What this exercise asks:
A – In the text on the Gibraltar Legislative Council, shorten the paragraph that begins "The Legislative Council was responsible for overall affairs" and keep its main facts.
B – Name every candidate who won a seat in the 1956 election described in the text on the Gibraltar Legislative Council.
C – Reproduce the part of the text on the Gibraltar Legislative Council between "The Gibraltar Legislative" and "every three years.", inclusive.
Start of Extract to read
The Gibraltar Legislative Council was the legislature of Gibraltar created in 1950 and sat until the creation of the Gibraltar House of Assembly in 1969.

History
Prior to 1950, the Governor-in-Council retained the legislative power in the then Crown colony. The creation of the legislature gave some limited autonomy, with seven members of the Legislative Council being elected from the 1950s on.

The legislature sat at the Legislative Council Building at John Mackintosh Square.

Elections

Elections were held every three years.

In an election held on 19 September 1956, ten candidates contested the seven elected seats. There was a turnout of 58.2 per cent, and the winners were Joshua Hassan, Abraham Serfaty, J. E. Alcantara, and Albert Risso, all of the Association for the Advancement of Civil Rights, two Independents, Solomon Seruya and Peter Isola, and one Commonwealth Party candidate, Joseph Triay.

Demise
The Legislative Council was responsible for overall affairs with local issues being dealt with by the Gibraltar City Council. With pressure from the United Nations, the British government merged the Legislative Council and City Council to a House of Assembly to give Gibraltar domestic powers to deal with its own affairs whilst diluting the Governor's powers.
End of Extract to read
Start of Recorded data
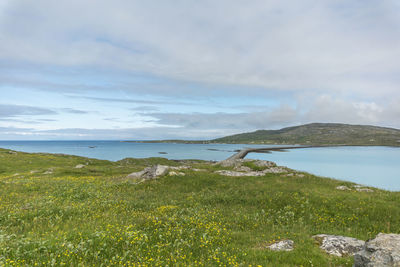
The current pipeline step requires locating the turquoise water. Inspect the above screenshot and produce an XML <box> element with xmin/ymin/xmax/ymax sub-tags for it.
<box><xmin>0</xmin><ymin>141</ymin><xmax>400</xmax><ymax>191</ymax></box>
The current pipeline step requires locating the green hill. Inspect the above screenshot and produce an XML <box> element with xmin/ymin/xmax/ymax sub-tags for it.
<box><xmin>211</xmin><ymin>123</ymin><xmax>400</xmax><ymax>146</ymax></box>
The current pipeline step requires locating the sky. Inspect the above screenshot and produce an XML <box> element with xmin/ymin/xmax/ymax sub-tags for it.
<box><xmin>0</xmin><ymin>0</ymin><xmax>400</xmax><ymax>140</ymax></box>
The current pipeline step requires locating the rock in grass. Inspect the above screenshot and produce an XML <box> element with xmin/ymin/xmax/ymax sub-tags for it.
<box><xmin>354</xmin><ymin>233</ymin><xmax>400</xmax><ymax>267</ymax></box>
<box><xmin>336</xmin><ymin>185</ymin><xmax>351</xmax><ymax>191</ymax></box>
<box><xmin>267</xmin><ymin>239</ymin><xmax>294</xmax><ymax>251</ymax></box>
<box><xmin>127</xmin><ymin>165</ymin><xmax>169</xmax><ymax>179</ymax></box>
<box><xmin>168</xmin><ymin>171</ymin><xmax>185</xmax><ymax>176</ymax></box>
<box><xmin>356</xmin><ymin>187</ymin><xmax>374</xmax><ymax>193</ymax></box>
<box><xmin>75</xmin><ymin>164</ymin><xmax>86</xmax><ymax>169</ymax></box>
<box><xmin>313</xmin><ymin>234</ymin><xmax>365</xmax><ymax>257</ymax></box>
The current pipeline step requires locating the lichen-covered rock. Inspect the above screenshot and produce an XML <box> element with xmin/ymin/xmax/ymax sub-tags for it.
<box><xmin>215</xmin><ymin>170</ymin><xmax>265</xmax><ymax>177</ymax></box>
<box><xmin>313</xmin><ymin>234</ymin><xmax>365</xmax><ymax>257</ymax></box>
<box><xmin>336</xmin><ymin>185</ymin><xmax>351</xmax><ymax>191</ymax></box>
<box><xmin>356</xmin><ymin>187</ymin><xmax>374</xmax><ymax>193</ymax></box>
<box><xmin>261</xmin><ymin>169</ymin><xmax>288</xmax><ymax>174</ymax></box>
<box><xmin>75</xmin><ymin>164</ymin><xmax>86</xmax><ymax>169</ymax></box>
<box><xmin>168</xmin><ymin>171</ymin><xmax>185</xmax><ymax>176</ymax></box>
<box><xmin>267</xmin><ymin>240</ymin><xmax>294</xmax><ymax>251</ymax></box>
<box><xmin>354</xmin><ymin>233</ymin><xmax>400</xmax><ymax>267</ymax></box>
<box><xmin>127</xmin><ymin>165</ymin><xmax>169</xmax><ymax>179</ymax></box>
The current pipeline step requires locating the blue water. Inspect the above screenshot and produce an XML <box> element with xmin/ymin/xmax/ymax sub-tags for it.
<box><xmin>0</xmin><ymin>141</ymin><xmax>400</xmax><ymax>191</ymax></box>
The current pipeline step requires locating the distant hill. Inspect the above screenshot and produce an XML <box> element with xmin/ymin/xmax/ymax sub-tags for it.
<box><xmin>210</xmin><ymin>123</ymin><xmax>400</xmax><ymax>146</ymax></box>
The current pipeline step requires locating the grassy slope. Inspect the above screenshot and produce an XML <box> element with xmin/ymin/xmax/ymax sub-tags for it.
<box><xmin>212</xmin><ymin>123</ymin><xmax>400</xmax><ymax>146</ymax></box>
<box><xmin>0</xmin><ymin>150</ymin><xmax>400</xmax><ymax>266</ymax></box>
End of Recorded data
Solutions per task:
A – The Legislative Council handled overall affairs, and the Gibraltar City Council dealt with local issues. Under pressure from the United Nations, the British government merged the two councils into a House of Assembly. This gave Gibraltar domestic powers over its own affairs and reduced the Governor's powers.

B –
- Joshua Hassan
- Abraham Serfaty
- J. E. Alcantara
- Albert Risso
- Solomon Seruya
- Peter Isola
- Joseph Triay

C –
The Gibraltar Legislative Council was the legislature of Gibraltar created in 1950 and sat until the creation of the Gibraltar House of Assembly in 1969.

History
Prior to 1950, the Governor-in-Council retained the legislative power in the then Crown colony. The creation of the legislature gave some limited autonomy, with seven members of the Legislative Council being elected from the 1950s on.

The legislature sat at the Legislative Council Building at John Mackintosh Square.

Elections

Elections were held every three years.